-- Begin --
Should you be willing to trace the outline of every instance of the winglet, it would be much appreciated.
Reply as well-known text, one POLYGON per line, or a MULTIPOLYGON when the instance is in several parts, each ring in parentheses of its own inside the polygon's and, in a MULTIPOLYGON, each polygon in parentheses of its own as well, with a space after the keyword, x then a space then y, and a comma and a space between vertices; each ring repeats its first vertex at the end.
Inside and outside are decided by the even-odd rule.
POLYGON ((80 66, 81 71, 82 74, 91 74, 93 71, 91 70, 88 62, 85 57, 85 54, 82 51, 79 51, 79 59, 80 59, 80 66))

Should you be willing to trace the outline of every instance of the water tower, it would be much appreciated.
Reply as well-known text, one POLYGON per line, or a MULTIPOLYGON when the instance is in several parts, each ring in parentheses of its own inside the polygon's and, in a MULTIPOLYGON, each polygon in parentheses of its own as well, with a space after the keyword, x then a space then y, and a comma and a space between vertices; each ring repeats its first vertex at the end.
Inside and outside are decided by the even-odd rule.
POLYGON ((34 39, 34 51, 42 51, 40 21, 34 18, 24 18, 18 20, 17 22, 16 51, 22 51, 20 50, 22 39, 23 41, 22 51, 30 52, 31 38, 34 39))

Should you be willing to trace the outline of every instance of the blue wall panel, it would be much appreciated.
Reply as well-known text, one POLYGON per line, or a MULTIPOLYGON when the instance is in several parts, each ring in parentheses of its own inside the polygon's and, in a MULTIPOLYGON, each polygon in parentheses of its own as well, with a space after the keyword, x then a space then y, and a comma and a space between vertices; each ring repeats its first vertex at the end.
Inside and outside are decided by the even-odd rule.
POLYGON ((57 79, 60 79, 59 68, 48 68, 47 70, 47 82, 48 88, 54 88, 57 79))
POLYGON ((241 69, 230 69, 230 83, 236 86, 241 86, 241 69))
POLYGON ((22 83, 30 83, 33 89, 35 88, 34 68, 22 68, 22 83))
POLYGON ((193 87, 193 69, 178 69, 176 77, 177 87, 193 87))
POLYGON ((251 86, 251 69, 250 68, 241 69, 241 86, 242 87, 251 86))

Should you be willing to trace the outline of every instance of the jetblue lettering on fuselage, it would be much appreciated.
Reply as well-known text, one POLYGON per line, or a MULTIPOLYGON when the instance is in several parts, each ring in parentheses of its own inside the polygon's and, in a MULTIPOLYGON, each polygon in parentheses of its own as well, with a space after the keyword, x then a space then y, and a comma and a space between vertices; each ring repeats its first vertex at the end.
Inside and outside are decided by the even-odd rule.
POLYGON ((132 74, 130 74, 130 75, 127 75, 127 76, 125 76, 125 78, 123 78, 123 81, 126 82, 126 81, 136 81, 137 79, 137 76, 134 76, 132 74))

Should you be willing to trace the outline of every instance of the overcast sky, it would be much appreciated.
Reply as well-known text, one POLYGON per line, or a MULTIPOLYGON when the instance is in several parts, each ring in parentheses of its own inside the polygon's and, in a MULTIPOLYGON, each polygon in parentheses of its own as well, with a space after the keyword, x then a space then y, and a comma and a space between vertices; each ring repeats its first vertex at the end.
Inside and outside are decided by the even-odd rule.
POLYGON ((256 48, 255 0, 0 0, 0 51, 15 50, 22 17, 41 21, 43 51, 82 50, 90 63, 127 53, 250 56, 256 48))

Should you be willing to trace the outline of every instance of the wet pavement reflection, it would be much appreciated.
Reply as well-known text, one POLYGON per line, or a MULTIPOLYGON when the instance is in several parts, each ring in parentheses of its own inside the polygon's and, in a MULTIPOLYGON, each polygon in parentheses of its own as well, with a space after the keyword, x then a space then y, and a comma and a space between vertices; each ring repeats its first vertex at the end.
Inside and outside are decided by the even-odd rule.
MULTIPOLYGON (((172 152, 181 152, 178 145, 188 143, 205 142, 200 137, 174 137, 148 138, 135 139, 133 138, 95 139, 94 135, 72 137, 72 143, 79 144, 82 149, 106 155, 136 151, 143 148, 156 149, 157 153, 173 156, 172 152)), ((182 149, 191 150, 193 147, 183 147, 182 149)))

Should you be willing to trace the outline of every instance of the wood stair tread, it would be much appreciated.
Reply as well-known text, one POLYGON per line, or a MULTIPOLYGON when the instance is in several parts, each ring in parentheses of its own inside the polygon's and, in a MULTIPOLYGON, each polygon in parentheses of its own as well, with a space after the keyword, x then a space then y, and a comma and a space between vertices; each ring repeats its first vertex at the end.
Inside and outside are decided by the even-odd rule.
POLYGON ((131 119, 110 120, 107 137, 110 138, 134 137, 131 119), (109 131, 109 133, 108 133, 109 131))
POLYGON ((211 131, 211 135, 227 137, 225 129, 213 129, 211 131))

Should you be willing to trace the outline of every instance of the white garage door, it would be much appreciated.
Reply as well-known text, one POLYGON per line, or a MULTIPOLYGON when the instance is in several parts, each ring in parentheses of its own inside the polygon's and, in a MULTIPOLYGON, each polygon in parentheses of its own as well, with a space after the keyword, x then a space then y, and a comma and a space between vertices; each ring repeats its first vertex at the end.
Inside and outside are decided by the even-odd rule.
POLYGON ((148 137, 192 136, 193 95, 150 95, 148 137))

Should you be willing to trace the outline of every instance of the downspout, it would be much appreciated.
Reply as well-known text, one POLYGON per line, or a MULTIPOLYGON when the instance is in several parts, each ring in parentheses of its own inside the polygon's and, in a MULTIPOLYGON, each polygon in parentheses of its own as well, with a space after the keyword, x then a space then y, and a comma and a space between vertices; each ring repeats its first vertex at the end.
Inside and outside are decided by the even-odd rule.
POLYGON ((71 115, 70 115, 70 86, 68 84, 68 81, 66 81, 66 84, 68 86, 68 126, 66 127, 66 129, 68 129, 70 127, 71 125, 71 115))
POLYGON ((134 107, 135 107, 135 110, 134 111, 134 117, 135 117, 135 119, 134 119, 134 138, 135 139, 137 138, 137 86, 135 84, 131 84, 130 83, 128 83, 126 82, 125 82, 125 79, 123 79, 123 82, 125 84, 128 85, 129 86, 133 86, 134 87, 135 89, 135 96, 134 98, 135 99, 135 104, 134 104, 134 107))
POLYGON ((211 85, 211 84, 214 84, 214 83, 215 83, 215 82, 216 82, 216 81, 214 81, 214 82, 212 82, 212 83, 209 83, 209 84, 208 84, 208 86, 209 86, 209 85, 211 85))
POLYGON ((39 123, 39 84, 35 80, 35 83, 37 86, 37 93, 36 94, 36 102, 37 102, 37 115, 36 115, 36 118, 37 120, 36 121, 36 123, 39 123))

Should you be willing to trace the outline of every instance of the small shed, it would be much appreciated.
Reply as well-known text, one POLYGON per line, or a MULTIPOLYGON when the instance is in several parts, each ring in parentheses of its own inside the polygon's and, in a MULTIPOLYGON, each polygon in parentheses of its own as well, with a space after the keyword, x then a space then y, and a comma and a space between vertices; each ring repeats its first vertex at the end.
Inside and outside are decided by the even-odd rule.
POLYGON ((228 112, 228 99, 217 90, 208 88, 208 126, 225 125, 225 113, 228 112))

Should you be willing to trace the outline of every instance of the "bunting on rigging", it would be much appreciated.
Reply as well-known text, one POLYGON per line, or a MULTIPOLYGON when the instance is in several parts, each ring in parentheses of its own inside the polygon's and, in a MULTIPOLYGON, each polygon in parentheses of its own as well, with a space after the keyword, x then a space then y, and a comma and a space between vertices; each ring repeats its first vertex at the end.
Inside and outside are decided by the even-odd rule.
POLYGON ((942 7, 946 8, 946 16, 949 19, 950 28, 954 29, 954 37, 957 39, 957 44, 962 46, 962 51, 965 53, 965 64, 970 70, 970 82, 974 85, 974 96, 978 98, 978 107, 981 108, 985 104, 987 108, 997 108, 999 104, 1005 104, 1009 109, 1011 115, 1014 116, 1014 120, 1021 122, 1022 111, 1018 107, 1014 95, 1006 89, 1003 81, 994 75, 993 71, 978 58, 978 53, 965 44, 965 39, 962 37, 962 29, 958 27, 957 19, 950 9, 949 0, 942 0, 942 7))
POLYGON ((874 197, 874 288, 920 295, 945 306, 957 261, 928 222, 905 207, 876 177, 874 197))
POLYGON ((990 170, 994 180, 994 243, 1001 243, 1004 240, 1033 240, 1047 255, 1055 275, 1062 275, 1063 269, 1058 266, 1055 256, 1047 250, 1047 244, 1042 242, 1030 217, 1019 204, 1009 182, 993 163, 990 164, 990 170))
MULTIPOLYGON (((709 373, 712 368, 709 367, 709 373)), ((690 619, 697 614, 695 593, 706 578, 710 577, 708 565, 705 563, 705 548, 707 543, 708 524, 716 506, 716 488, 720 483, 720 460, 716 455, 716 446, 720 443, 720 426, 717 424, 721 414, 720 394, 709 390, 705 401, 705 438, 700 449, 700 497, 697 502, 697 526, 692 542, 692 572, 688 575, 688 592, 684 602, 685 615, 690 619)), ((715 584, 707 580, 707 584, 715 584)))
-- End --
**The exercise:** Replace "wood stair tread" with "oak stair tread" in everything from the line containing "tread, it would be much appreciated." down to the line containing "POLYGON ((211 131, 211", leaving all else in those lines unchanged. Give back only those lines.

**Correct response:**
Should you be willing to trace the outline of every instance of the oak stair tread, it would be much appreciated.
Reply as well-known text, one POLYGON per line, or a MULTIPOLYGON when the instance is in several parts, each ring in parentheses of its own inside the polygon's and, in a MULTIPOLYGON, each polygon in parentheses of its own as well, with a space after the keyword, x then a space then y, and a comma and a space between vertices; each ring repeats its first vertex at the end.
Inside and outside are decided by the even-odd rule.
POLYGON ((131 119, 110 120, 107 137, 110 138, 134 137, 131 119), (109 131, 109 133, 108 133, 109 131))
POLYGON ((211 131, 211 135, 227 137, 225 129, 213 129, 211 131))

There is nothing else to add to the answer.